** begin RECORD EXTRACTS **

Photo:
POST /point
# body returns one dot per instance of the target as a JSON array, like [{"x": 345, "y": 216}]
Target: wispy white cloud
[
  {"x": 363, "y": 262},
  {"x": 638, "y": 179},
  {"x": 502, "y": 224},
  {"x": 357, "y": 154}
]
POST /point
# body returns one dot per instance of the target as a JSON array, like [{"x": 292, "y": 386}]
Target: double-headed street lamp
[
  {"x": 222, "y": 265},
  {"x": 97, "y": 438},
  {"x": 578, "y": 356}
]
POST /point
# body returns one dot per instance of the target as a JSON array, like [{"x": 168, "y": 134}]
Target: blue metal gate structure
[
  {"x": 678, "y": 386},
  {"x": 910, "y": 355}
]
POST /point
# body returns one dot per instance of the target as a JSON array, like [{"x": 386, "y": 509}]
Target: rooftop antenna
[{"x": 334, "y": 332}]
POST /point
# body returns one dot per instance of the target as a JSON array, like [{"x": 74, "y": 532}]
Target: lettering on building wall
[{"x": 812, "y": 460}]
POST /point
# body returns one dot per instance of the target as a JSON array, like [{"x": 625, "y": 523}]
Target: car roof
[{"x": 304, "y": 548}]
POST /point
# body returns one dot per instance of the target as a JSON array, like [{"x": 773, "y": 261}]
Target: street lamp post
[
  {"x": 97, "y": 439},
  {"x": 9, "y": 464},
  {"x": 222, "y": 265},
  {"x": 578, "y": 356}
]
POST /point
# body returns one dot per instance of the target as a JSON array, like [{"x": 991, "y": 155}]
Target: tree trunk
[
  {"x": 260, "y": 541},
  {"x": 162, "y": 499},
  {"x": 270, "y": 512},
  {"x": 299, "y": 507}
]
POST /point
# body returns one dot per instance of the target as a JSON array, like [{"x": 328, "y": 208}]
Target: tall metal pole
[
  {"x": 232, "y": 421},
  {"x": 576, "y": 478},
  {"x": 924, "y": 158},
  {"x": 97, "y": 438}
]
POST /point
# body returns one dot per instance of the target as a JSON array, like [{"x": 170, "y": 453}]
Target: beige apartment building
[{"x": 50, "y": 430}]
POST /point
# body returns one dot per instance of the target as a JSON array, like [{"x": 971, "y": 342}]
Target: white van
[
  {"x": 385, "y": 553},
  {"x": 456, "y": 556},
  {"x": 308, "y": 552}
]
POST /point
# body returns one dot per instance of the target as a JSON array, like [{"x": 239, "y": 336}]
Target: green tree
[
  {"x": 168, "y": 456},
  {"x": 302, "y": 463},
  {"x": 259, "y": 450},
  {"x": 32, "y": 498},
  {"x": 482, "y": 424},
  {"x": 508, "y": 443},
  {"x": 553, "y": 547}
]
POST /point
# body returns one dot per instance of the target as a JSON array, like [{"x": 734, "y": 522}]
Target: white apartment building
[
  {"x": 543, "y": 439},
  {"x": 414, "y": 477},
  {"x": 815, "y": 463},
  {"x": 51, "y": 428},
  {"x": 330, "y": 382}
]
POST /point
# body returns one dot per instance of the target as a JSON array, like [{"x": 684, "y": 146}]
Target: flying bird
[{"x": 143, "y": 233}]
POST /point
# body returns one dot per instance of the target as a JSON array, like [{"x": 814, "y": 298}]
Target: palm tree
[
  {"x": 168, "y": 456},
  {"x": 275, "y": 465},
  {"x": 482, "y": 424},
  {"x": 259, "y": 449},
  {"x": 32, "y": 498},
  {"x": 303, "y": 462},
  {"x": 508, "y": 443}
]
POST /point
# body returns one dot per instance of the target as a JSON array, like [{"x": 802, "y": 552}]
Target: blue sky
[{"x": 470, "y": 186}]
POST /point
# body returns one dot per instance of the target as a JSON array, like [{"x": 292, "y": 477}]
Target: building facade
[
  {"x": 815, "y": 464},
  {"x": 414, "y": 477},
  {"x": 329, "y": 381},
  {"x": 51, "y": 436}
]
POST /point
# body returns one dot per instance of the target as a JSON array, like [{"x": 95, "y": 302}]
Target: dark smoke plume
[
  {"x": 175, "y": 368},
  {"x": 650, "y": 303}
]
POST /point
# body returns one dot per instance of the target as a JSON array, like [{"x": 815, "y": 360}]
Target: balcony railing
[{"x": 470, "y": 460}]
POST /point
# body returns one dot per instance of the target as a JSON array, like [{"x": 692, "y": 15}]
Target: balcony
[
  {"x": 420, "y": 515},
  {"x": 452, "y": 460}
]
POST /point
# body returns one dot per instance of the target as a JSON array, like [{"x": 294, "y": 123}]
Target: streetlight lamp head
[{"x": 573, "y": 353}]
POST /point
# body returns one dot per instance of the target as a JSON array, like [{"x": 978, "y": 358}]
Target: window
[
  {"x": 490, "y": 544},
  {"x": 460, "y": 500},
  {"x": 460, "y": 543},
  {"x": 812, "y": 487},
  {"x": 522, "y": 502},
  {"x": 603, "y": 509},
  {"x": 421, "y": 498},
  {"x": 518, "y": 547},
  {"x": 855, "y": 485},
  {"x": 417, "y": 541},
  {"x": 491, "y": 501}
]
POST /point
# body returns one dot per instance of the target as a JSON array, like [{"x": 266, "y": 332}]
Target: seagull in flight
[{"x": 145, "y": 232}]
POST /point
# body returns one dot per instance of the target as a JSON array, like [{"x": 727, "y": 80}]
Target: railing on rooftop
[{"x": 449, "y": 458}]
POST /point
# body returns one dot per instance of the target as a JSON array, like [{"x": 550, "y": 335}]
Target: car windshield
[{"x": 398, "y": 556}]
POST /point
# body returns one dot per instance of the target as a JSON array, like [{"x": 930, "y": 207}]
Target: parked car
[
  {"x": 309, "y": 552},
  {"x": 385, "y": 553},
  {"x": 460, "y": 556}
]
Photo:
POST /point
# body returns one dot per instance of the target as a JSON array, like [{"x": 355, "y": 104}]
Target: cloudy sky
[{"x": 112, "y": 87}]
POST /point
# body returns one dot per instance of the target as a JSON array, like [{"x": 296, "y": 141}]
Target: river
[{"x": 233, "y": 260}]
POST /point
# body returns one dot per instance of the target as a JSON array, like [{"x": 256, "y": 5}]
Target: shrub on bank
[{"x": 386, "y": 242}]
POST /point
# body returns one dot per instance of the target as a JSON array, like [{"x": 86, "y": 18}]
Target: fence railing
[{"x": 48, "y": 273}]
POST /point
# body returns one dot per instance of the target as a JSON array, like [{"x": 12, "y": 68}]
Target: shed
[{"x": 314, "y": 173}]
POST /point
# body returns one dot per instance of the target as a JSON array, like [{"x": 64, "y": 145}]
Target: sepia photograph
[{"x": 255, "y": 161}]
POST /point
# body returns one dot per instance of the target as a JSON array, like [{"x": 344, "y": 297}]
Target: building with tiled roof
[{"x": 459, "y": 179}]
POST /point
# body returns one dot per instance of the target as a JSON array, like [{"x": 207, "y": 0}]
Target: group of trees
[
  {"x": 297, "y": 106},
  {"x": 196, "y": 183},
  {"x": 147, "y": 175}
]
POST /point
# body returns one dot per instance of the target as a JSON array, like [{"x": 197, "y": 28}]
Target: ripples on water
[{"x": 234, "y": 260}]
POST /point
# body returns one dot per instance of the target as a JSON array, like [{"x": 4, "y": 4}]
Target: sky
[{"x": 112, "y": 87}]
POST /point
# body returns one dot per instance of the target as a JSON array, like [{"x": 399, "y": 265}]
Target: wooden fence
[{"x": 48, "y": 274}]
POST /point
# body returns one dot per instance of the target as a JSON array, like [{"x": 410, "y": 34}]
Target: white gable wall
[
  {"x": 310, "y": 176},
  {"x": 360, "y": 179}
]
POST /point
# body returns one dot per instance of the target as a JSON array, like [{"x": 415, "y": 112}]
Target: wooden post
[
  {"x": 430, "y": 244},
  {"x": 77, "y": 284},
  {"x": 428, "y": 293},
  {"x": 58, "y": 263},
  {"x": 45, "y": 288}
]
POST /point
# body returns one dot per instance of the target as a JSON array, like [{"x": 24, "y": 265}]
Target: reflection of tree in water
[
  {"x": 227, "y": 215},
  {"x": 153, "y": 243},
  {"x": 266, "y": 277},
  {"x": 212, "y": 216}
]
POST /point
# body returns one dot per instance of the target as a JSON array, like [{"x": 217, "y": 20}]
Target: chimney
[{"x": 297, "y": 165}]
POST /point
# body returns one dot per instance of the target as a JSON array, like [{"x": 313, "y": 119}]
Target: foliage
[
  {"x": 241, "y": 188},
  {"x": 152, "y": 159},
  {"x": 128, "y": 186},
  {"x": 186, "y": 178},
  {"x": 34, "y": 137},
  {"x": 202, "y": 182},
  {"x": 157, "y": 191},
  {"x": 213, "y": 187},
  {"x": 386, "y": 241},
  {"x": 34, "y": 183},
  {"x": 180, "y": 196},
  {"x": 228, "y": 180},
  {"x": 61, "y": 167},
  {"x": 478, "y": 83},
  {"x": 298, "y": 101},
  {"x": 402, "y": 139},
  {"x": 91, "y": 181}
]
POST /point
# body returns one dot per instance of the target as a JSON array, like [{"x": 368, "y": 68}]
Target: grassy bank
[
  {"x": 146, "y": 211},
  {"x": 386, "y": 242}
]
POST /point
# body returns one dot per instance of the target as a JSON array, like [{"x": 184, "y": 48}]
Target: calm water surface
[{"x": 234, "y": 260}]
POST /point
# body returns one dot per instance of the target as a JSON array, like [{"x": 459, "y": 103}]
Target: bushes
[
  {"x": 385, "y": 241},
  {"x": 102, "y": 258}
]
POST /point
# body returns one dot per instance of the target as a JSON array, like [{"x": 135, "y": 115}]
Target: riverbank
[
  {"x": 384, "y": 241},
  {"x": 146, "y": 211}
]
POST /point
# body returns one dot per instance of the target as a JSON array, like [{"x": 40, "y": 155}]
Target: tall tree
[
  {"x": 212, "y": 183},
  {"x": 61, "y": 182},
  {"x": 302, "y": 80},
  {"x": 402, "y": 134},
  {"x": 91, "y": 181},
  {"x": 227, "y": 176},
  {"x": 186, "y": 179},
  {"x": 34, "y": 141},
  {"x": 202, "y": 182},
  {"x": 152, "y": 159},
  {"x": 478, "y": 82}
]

** end RECORD EXTRACTS **

» SHORT PROBLEM
Count how many lines of the listing above contain the string "rooftop", treating case as significant, and give only that number.

» ANSWER TO THIS TASK
2